● DIRECTIONS:
Repeat the listing below in full, exactly as it stands.
::: EXERCISE INPUT
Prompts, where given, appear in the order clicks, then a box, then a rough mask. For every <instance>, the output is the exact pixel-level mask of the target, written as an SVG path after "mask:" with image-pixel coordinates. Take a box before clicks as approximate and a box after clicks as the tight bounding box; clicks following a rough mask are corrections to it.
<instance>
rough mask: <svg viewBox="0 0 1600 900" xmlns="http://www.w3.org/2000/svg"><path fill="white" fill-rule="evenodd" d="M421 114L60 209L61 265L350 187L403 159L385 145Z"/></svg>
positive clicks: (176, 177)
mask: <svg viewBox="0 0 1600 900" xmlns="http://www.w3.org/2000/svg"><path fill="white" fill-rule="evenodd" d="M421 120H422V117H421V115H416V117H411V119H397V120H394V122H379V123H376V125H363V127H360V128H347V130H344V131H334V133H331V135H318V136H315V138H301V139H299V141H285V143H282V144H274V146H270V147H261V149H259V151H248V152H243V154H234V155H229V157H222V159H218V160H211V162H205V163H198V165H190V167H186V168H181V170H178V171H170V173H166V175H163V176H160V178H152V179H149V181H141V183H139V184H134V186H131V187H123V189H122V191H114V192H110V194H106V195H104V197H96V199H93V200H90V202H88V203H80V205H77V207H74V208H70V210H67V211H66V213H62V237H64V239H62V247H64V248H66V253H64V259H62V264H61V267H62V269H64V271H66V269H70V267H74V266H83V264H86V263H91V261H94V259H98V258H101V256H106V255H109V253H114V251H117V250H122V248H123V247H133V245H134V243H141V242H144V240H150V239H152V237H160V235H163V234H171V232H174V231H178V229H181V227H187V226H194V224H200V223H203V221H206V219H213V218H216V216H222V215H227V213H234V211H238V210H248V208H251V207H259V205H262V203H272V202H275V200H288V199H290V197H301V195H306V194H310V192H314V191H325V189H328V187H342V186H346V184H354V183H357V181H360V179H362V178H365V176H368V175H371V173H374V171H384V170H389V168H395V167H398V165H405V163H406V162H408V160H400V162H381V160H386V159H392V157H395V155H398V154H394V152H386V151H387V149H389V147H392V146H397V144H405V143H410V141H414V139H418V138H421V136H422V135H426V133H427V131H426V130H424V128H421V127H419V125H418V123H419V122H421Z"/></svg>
::::::
● SOLUTION TO THIS PROBLEM:
Prompts, where given, appear in the order clicks, then a box, then a rough mask. For every <instance>, the output is the exact pixel-level mask of the target, written as an SVG path after "mask:" with image-pixel coordinates. Take a box before clicks as approximate and a box after clicks as the tight bounding box; clicks following a rough mask are corrections to it.
<instance>
rough mask: <svg viewBox="0 0 1600 900" xmlns="http://www.w3.org/2000/svg"><path fill="white" fill-rule="evenodd" d="M421 114L60 209L61 265L350 187L403 159L385 145Z"/></svg>
positive clicks: (176, 177)
mask: <svg viewBox="0 0 1600 900" xmlns="http://www.w3.org/2000/svg"><path fill="white" fill-rule="evenodd" d="M421 120H422V117H421V115H416V117H411V119H397V120H394V122H379V123H376V125H363V127H360V128H347V130H344V131H334V133H331V135H318V136H315V138H301V139H299V141H285V143H282V144H274V146H270V147H261V149H259V151H248V152H243V154H234V155H229V157H222V159H218V160H211V162H205V163H198V165H190V167H186V168H181V170H178V171H170V173H166V175H163V176H160V178H152V179H149V181H141V183H139V184H134V186H131V187H123V189H122V191H114V192H110V194H106V195H104V197H96V199H93V200H90V202H88V203H80V205H77V207H74V208H70V210H67V211H66V213H62V237H64V239H62V247H64V248H66V253H64V259H62V264H61V267H62V269H64V271H66V269H70V267H74V266H83V264H86V263H91V261H94V259H98V258H101V256H106V255H109V253H114V251H117V250H122V248H123V247H133V245H134V243H141V242H144V240H150V239H152V237H160V235H163V234H171V232H174V231H178V229H181V227H187V226H194V224H200V223H203V221H206V219H213V218H216V216H222V215H227V213H234V211H238V210H248V208H251V207H259V205H262V203H272V202H275V200H288V199H290V197H301V195H306V194H310V192H314V191H325V189H328V187H342V186H346V184H354V183H357V181H360V179H362V178H365V176H368V175H371V173H374V171H384V170H389V168H395V167H398V165H405V163H406V162H408V160H400V162H381V160H386V159H392V157H395V155H398V154H394V152H386V151H387V149H389V147H392V146H397V144H405V143H410V141H414V139H418V138H421V136H422V135H426V133H427V131H426V130H424V128H421V127H419V125H418V123H419V122H421Z"/></svg>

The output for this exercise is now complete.